-- Start READING PASSAGE --

For the Bicktertonite figure see Reorganized Church of Jesus Christ (Bickertonite)

Allen Wright (1826-1885) was Principal chief of the Choctaw from Fall 1866 to 1870. He also became a Presbyterian minister after graduating from Union Theological Seminary in New York City. He was very active in the Choctaw government, holding several elected positions, and has been credited with the name "Oklahoma" for the land that would become the state.

Allen Wright was born in Attla (sic) County, Mississippi in November 1826. A member of the Choctaw Nation, his birth name was Kilihote. His father was named Ishtemahilvbi and his mother a full-blood Choctaw, who died in June 1832. The father and surviving members of the family let Mississippi in October 1833 and arrived in what is now McCurtain County, Oklahoma in March 1834. According to a biography published by the Chronicles of Oklahoma, his father died in 1839. He went to live with Reverend Cyrus Kingsbury near Doaksville, went to a mission school at Pine Ridge. After four years, he entered Spencer Academy, the main Choctaw tribal school. where he studied from 1844 to 1848. He was given the name Allen Wright. The surname honored Reverend Alfred Wright, a noted Presbyterian missionary to the Choctaws.

After four years at Spencer, he was one of four students chosen by the Choctaw Council to attend college in an eastern state of the United States. Wright attended Delaware College in Newark, Delaware from 1848 to 1850, when the school closed. then enrolled at Union College in Schenectady, New York, where he earned a Bachelor of Arts in July 1852 and joined a fraternity. In September 1852 he entered Union Theological Seminary in New York City, where he received a Master of Arts degree in Theology in May 1855. He was the first Native American student from Indian Territory to earn this degree. After graduation from the seminary he was ordained as a minister by the Presbyterian Church. He returned to the Choctaw Nation and became the principal instructor at Armstrong Academy during the 1855-1856 school term.

-- End READING PASSAGE --
-- Start ENTRIES --

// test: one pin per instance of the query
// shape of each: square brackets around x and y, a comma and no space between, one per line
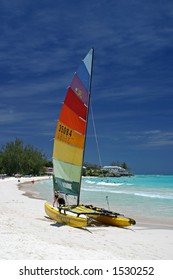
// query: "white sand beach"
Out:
[26,233]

-- End ENTRIES --

REQUEST. Duplicate the passage from the Allen Wright biography, starting at "After four years at" and ending at "1855-1856 school term.".

FULL ANSWER.
After four years at Spencer, he was one of four students chosen by the Choctaw Council to attend college in an eastern state of the United States. Wright attended Delaware College in Newark, Delaware from 1848 to 1850, when the school closed. then enrolled at Union College in Schenectady, New York, where he earned a Bachelor of Arts in July 1852 and joined a fraternity. In September 1852 he entered Union Theological Seminary in New York City, where he received a Master of Arts degree in Theology in May 1855. He was the first Native American student from Indian Territory to earn this degree. After graduation from the seminary he was ordained as a minister by the Presbyterian Church. He returned to the Choctaw Nation and became the principal instructor at Armstrong Academy during the 1855-1856 school term.